* **Aim**
Quote the listing below in its entirety.

* **Data**
================

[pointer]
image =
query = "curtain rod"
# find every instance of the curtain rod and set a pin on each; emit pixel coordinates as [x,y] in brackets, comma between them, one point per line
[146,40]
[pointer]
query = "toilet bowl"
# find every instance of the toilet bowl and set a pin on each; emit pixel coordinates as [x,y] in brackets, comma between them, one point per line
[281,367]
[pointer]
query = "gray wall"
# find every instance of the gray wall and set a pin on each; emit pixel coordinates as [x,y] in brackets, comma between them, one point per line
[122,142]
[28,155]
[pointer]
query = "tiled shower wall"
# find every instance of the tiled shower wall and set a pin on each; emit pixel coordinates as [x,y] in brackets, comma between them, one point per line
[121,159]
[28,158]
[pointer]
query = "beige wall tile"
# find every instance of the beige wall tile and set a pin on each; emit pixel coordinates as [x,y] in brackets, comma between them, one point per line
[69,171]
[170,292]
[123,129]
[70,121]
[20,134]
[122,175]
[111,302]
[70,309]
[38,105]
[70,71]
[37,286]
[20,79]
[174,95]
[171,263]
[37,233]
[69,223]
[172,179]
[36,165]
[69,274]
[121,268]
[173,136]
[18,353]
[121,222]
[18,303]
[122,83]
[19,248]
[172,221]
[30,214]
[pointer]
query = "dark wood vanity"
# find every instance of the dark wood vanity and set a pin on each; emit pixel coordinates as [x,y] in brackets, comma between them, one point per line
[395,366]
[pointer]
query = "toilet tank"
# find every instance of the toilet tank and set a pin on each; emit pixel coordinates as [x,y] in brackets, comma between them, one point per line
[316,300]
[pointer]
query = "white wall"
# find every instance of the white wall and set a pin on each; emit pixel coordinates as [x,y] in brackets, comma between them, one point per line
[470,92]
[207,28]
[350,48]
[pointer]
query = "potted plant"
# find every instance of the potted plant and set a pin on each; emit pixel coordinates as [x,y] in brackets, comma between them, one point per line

================

* **Written reply**
[pointer]
image =
query = "curtain rod"
# find every instance of the curtain rod and set a pin on each; emit pixel coordinates as [x,y] in brackets, comma between them, one point per line
[146,40]
[pointer]
query = "toilet bowl"
# find every instance of the toilet bowl and set a pin on each; emit pixel coordinates as [x,y] in brackets, comma between them, one point per line
[281,367]
[pointer]
query = "gray wall"
# find every instance of the gray wall and set a pin on each; emit pixel coordinates as [x,y] in brackets, comma between them, one point per line
[122,142]
[28,155]
[pointer]
query = "tiled shower wall"
# find every instance of the tiled shower wall and set a pin on each; emit pixel coordinates as [x,y] in brackets, comma between them, one point per line
[121,159]
[28,158]
[pointer]
query = "beige wall tile"
# find every instance of the beige wall tile and set a pin on each; emit pixel coordinates as [x,y] in brackets, comma between them, one point per line
[69,171]
[170,292]
[123,129]
[70,121]
[20,134]
[122,175]
[111,302]
[70,309]
[38,105]
[70,71]
[37,286]
[20,79]
[174,95]
[171,263]
[37,233]
[69,223]
[172,179]
[36,165]
[69,274]
[121,268]
[173,136]
[18,353]
[121,222]
[18,303]
[122,83]
[19,248]
[172,221]
[30,214]
[pointer]
query = "dark wood vanity"
# find every instance of the dark wood vanity and set a pin on each; emit pixel coordinates as [x,y] in brackets, comma between them, one point per line
[395,366]
[pointer]
query = "toilet tank"
# find every instance of the toilet tank and set a pin on each; emit pixel coordinates as [x,y] in brackets, comma between them, one point per line
[316,300]
[pointer]
query = "white wall"
# find every instance of the white wall and set a pin on each; emit pixel coordinates as [x,y] in brackets, comma between them, one point per line
[470,92]
[207,28]
[350,48]
[pointer]
query = "potted plant"
# find every instance of the potted plant and set a pin on each; emit pixel coordinates as [x,y] in brackets, comma between them, one point per line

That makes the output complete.